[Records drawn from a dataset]
+ + + + + + +

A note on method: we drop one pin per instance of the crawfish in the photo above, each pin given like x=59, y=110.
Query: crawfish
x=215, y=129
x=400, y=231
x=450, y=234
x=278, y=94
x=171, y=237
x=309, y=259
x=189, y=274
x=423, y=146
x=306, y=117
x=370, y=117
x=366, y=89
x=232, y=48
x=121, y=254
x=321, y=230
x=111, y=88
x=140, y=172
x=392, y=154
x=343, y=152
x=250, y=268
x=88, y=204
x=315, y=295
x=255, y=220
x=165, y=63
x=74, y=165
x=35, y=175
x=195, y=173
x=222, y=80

+ + + + + + +

→ WHAT IS EXPECTED
Write out every record exactly as it appears above.

→ YOUR RESPONSE
A note on method: we drop one pin per instance of the crawfish in the photo above, each pin given like x=59, y=110.
Query: crawfish
x=215, y=129
x=400, y=231
x=450, y=234
x=278, y=94
x=171, y=237
x=309, y=259
x=189, y=274
x=423, y=146
x=306, y=117
x=370, y=117
x=366, y=89
x=232, y=48
x=121, y=254
x=321, y=230
x=111, y=88
x=140, y=172
x=392, y=154
x=343, y=152
x=250, y=268
x=88, y=204
x=315, y=295
x=255, y=220
x=165, y=63
x=74, y=165
x=35, y=175
x=195, y=173
x=222, y=80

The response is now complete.